__RECORDS SHOWN__
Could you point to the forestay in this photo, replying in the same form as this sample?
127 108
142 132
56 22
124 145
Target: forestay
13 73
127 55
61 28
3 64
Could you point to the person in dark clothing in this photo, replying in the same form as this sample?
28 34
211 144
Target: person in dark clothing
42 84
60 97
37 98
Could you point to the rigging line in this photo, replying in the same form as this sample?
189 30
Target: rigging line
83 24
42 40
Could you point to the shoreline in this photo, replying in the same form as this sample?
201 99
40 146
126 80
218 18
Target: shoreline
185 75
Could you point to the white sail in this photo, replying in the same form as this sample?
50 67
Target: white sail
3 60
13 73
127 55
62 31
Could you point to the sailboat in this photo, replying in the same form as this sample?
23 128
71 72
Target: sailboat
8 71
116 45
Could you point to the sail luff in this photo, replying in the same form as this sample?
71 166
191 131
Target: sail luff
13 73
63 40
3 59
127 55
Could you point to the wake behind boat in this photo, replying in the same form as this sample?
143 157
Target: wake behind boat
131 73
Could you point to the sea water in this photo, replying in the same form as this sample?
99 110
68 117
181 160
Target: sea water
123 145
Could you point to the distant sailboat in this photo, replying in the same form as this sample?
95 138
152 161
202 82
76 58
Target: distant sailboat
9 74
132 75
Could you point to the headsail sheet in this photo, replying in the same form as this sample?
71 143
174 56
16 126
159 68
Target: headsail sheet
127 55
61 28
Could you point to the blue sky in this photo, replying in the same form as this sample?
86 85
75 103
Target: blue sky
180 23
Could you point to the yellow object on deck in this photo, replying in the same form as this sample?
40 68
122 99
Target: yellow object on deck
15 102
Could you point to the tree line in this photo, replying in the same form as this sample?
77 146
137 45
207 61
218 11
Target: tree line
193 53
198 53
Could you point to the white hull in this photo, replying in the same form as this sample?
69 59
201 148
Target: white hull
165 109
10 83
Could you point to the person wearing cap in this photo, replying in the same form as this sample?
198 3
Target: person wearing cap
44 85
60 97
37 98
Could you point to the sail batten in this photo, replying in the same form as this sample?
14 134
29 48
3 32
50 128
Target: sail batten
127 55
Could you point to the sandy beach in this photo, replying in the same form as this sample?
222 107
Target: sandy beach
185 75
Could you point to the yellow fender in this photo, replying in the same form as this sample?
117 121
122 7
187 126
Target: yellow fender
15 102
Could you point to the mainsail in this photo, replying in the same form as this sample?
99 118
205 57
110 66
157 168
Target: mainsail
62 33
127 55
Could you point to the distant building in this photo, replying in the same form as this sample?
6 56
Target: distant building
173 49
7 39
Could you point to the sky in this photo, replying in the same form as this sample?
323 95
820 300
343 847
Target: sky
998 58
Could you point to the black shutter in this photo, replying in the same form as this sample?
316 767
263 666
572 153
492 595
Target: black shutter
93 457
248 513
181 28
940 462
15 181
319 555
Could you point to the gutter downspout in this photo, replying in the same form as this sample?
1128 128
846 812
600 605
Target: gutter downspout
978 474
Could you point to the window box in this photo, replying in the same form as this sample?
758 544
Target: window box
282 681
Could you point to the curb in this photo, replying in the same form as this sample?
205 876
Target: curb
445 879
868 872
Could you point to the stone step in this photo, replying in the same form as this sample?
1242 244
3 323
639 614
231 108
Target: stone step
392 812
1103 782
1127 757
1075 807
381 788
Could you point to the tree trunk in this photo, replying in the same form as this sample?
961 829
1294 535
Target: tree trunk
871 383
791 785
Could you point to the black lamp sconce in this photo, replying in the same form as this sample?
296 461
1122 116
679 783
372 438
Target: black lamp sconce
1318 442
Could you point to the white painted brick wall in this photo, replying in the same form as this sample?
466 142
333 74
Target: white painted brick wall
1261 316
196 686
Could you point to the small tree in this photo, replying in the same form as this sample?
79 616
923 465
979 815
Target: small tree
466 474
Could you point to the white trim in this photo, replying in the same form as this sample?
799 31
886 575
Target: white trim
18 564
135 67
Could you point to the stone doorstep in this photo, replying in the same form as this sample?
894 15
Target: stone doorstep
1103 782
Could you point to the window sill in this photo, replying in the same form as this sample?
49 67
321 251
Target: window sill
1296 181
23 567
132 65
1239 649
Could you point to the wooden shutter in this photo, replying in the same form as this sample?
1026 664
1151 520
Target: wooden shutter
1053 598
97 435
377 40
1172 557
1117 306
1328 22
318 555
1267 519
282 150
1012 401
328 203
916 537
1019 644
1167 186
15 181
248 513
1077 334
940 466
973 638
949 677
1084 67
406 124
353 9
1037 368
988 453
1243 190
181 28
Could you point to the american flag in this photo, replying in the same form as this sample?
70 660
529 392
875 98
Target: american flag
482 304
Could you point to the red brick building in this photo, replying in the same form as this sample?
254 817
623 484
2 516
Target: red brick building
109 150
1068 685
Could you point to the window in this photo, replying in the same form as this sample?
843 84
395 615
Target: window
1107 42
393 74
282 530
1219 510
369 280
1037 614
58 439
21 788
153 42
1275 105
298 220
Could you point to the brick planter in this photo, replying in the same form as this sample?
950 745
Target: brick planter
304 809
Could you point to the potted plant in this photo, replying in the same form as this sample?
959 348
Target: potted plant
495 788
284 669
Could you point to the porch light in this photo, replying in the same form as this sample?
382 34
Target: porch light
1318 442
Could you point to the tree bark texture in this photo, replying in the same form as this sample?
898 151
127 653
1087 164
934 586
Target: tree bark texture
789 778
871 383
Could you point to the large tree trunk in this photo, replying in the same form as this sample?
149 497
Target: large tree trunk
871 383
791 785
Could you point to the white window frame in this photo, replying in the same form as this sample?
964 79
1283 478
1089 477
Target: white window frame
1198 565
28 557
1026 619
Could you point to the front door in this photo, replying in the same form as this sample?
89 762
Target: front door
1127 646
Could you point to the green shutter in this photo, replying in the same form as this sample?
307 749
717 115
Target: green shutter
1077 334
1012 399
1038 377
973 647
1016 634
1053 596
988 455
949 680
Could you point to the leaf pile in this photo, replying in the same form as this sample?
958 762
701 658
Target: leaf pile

__GOAL OF THE EXERCISE__
Extract each line of the material exactly as it stands.

__SOLUTION__
Could you point to the forestay in this photo, replying in the same form as this sample?
127 108
142 132
56 22
124 145
Target: forestay
13 73
127 55
61 28
3 64
Could you point to the person in dark clothing in this photo, replying in the same form as this sample?
28 34
211 144
Target: person in dark clothing
42 84
60 97
37 98
Could you point to the rigging line in this photo, replying in the same form as this sample?
189 30
Target: rigging line
83 24
42 40
Could you point to the shoreline in this photo, replying in the same form as this sample?
201 99
40 146
126 80
218 18
Target: shoreline
185 75
Could you point to the white sail in this photo, replying in the same form as this sample?
50 67
Target: white sail
3 60
13 73
127 55
62 31
Could you point to the sailboat in this photo, replying in the same form as this sample?
23 128
71 72
Target: sailboat
8 71
116 45
Could you point to the sail luff in this photo, replying in the same form as this sample?
71 166
191 131
Target: sail luff
13 73
63 40
3 59
127 55
Could you point to the wake behind boat in this photo, replying in the same form as this sample?
143 157
Target: wake behind boat
131 73
Could you point to the sea water in this photo, replying in the same form as this sample?
99 110
68 117
181 160
Target: sea water
123 145
Could you point to the distant sailboat in this photo, replying in the same form as this sample?
95 138
152 161
202 82
76 58
Target: distant sailboat
9 74
132 75
Could you point to the headsail sheet in this photo, replying in the same form as this sample?
71 143
174 56
16 126
159 68
Target: headsail sheet
127 55
61 28
Could you point to the blue sky in this photo, replying in the same form as this sample?
86 85
75 103
Target: blue sky
180 23
Could you point to the yellow object on deck in this photo, replying in the same form as this sample?
40 68
122 99
Target: yellow object on deck
15 102
Could you point to the tree line in this photo, replying in the same form as this sample?
77 146
137 45
207 61
218 11
Target: tree line
193 53
198 53
Could you point to the white hull in this photo, replying in the same form as this sample?
69 59
201 148
Target: white hull
165 109
10 83
Could you point to the person wearing cap in this photo, replying in the same form as this sample?
198 3
Target: person wearing cap
44 85
60 97
37 98
Could you point to the sail batten in this photo, replying in the same form as this sample?
14 134
29 48
3 32
50 128
Target: sail batten
127 55
Could you point to the sandy beach in this photo, replying in the same form as this sample?
222 107
Target: sandy beach
185 75
Could you point to the yellow fender in this photo, replying in the same form as this sample?
117 121
122 7
187 126
Target: yellow fender
15 102
Could you point to the mainsail in this photo, replying in the same form as this sample?
99 118
205 57
110 66
157 168
Target: mainsail
62 33
127 55
Could you point to the distant building in this photo, replying in the same form as this sample?
6 56
Target: distant building
173 49
7 39
Could you point to the sky in this photo, replying in the same form as this sample?
323 95
820 300
343 847
Target: sky
998 58
Could you point to the black shutter in this photo, replying in the same form as this sample?
316 767
263 666
572 153
492 595
Target: black shutter
93 457
248 513
181 28
940 462
15 181
319 555
Could you point to the gutter downspout in this photo, replying in the same form as this sample?
1128 128
846 812
600 605
Target: gutter downspout
978 474
Could you point to the window box in this photo, replying in the same form as this sample?
758 544
Target: window box
282 681
Could you point to the curb in this photo, replying in the same form as this sample?
205 876
Target: curb
445 879
868 872
Could you point to the stone step in this photo, replying in the same form as this sample?
1242 244
3 323
639 614
231 108
Target: stone step
392 812
1103 782
1127 757
1075 807
381 788
Could you point to the tree trunk in this photo, replying in the same form as this sample?
961 829
1294 535
Target: tree trunk
871 383
791 785
Could you point to the black lamp sconce in this photo, replying in the same form as this sample?
296 461
1122 116
679 783
372 438
Target: black lamp sconce
1318 442
Could you point to the white painted brick wall in this photo, replying in the same form as this sample?
466 142
333 74
Target: white painted brick wall
1261 316
196 686
Could you point to the small tree in this photo, replying in the same form as this sample?
79 616
923 465
979 815
Target: small tree
466 474
Could you point to the white trim in this photo, replying in the same form as this sample?
799 31
886 575
Target: white trim
18 564
135 67
Could you point to the stone doorstep in this photo, replying in the same form as this sample?
894 15
Target: stone doorstep
1103 782
Could you point to the window sill in this photo, replying in the same form as this sample?
49 67
321 251
Target: window sill
1296 181
23 567
132 65
1239 649
Could you point to the wooden shutter in this photo, replying in the same form as this sample?
1026 664
1151 520
Target: wooden shutter
1053 598
97 435
377 40
1172 557
1117 306
1328 22
318 555
1267 519
282 150
1012 401
328 203
916 537
1019 644
1167 186
15 181
248 513
1077 334
940 466
973 638
949 677
1084 67
406 124
353 9
1037 368
988 453
1243 190
181 28
Could you point to the american flag in this photo, replying in the same form as this sample?
70 660
529 392
875 98
Target: american flag
482 304
Could you point to the red brick building in this photo, replying in the same form as this sample?
254 817
623 484
2 516
Target: red brick building
109 150
1068 685
Could you point to the window in this photo, replying in the same form as this sample?
843 84
395 615
Target: window
1107 42
393 74
282 530
1219 510
369 280
1037 614
58 439
21 788
153 42
1275 105
298 220
Could you point to the brick planter in this photo, replying in the same form as this sample?
950 745
Target: brick planter
304 809
Could you point to the potted plant in this photo, replying in the same form as this sample?
959 348
Target: potted plant
495 788
284 669
Could you point to the porch light in this photo, replying in the same form as this sample?
382 34
Target: porch light
1318 442
Could you point to the tree bark texture in this photo, replying in the same form as this sample?
898 151
127 653
1087 164
934 586
Target: tree bark texture
789 778
871 383
Could you point to the large tree trunk in this photo, replying in the same form as this sample?
149 497
Target: large tree trunk
871 383
791 785
Could you point to the white window frame in this photo, replying in the same form as this sample?
964 79
1283 478
1089 477
Target: white window frame
1198 565
28 557
1026 619
Could you point to the front door in this photo, replying in the same form as this sample?
89 762
Target: front door
1127 646
Could you point to the green shutter in this photo, replying in the same form as this sample?
307 749
717 115
Target: green shutter
1077 334
1012 399
1038 377
973 647
1016 634
1053 596
988 455
949 680
Could you point to the leaf pile in this photo, replying in the same form as this sample?
958 762
701 658
Target: leaf pile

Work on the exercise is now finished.